▶ [Dokumen Sumber]:
------------------------------------------------

Di ujung siklus 3 (kepunahan massal), Abraham harus meninggalkan wilayah itu atas perintah Tuhan. Abraham keluar dari wilayah itu sebagai Gen dari SEM, ke India, keturunan CHAM ke TIMUR dan Gen Javet ke BARAT Dalam cermatan di Lamaholot terungkap figur Nabi Nuh dan Abraham dengan sebutan “Jawa Palang Ama” dan “Kou (Jou) Boleng Ama”. Nabi Nuh dalam sebutan “Jawa Palang Ama” bermakna sebagai “Bapa Penyelamat Peradaban”. Nabi Abraham dalam sebutan “Kou (Jou) Boleng Ama”. atau “Rou Boli Ama” bermakna sebagai “Bapa Guru Kelembutan, Kesejukan (Kerendahan Hati)”.
Unsur Angi (simbol Roh), tertiup ke dalam unsur air (menjadi manusia gaib Barat)-tertiup ke dalam unsur api (menjadi manusia gaib Timur). Hal itu terjadi di saat angi (simbl Roh, Allah) berusaha menetralisir air yang dingin sekali dalam sinyal cahaya dengan panas-NYA (api) yang panas sekali dalam terang sinar. Proses itu sampai terjadi harmonisasi-keselarasan air/dingin dengan api/panas sehingga menimbulkan awal kehidupan (yang gaib) terpahami secara tersirat dalam akhir siklus peradaban dunia 1. Dalam ilmu pengetahuan proses keselarasan ini tercermati melalui zaman arkeozoikum yakni panas sekali (sangat panas) untuk menetralisir air/dingin yang sangat dingin di awal penciptaan itu. Hasil dari proses zaman arkeozoikum itu yakni adanya dialektika api-air yang menghasilkan kehidupan awal yang disebut zaman Paleozoikum (zaman hidup tua). Zaman hidup tua merupakan era kehidupan manusia gaib unsur api dengan manusia gaib unsur air, di kenal sebagai era Peradaban (kegaiban yang menguasai kehidupan).

Dialektika kehidupan yang terjadi dalam alam kegaiban manusia api dengan manusia air sebagai simbol roh Allah yang melayang-layang divatas (bdk. Kitab Kejadian 1:2). Api, terang, kebenaran dan keagungan kehidupan. Air, kelemahlembutan, kerendahan dan kebaikan hati yang menyelamatkan. Sedangkan angin sebagai penetralisir yang menyejukan air (dari yang dingin sekali) dengan menghangatkan api (dari yang panas sekali). Namun jika pendialektikaan sampai pada titik ekstrim yang panas sekali, “pelate gike” maka terjadi api neraka, menghanguskan. Kalau terjadi dialektika ekstrim yang sangat dingin, “geleten gerara”, maka terjadi air bah, membekukan. Api neraka, setan vs Air bah, jin (Nit’un vs Har’in).

------------------------------------------------

▶ [Entri Data]:
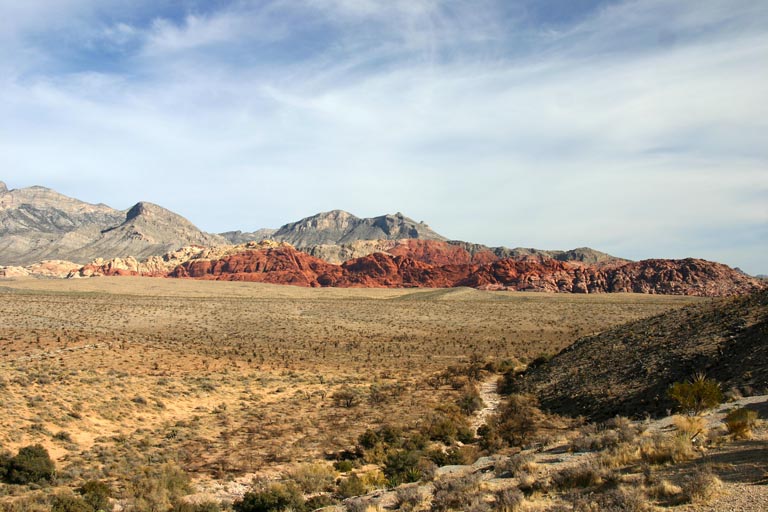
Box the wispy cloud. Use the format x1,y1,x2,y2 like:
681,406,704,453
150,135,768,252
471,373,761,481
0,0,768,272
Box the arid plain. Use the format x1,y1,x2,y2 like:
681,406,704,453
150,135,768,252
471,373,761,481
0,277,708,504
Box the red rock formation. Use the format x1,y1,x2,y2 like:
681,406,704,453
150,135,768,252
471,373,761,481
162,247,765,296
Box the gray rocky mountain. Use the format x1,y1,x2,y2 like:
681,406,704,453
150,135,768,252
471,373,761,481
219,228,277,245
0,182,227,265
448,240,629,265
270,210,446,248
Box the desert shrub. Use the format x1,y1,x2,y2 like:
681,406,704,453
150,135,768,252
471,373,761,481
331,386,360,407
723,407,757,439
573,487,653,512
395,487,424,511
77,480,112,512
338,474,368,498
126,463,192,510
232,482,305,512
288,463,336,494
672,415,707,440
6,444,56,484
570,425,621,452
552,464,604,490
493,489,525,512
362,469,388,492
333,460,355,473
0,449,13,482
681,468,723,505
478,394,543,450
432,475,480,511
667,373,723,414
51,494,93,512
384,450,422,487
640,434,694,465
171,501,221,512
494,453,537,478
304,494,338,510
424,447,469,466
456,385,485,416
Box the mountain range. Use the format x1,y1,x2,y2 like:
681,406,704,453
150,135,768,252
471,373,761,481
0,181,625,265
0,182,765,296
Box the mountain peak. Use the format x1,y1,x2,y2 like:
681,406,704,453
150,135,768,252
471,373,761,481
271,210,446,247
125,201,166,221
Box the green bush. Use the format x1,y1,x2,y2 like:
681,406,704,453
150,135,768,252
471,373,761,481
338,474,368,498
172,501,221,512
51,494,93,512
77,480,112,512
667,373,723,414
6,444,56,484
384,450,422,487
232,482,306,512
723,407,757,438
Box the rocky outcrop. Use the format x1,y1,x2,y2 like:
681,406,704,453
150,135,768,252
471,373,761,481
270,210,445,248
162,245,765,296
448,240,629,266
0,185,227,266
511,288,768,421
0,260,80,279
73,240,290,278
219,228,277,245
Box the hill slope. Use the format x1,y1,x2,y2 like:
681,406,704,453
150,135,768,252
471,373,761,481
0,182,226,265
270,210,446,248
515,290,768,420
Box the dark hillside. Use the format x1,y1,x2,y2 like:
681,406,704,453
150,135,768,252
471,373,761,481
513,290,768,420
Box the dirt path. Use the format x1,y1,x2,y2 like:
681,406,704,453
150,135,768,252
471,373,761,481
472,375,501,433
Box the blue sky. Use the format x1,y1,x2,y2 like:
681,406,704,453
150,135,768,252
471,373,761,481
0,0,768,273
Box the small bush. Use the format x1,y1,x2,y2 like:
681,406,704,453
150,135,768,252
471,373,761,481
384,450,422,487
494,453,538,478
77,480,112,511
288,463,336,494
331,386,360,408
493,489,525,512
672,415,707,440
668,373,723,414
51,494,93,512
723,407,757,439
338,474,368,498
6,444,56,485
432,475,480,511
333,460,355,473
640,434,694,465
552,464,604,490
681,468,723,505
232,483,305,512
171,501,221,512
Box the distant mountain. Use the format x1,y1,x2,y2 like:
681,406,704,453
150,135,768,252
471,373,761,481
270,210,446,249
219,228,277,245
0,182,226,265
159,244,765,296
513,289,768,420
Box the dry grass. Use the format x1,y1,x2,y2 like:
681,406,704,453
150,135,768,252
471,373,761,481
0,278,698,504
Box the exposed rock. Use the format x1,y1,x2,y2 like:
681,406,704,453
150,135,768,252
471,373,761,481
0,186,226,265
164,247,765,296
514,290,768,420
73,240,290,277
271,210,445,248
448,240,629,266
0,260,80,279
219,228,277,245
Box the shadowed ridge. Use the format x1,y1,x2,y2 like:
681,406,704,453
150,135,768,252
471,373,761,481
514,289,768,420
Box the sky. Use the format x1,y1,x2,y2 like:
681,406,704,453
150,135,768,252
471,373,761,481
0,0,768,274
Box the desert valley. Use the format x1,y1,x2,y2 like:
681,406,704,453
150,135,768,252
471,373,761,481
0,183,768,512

------------------------------------------------

▶ [Yang Perlu Dikerjakan]:
A) Tuliskan ulang kata demi kata bagian dokumen sumber yang dibuka dengan kata-kata berisi "Dialektika kehidupan yang" dan ditutup dengan "(Nit’un vs Har’in).".
B) Menurut dokumen sumber, apa makna sebutan "Jawa Palang Ama" bagi Nabi Nuh?

▶ [Jawaban Tertulis]:
A)
Dialektika kehidupan yang terjadi dalam alam kegaiban manusia api dengan manusia air sebagai simbol roh Allah yang melayang-layang divatas (bdk. Kitab Kejadian 1:2). Api, terang, kebenaran dan keagungan kehidupan. Air, kelemahlembutan, kerendahan dan kebaikan hati yang menyelamatkan. Sedangkan angin sebagai penetralisir yang menyejukan air (dari yang dingin sekali) dengan menghangatkan api (dari yang panas sekali). Namun jika pendialektikaan sampai pada titik ekstrim yang panas sekali, “pelate gike” maka terjadi api neraka, menghanguskan. Kalau terjadi dialektika ekstrim yang sangat dingin, “geleten gerara”, maka terjadi air bah, membekukan. Api neraka, setan vs Air bah, jin (Nit’un vs Har’in).

B) Sebutan itu bermakna "Bapa Penyelamat Peradaban".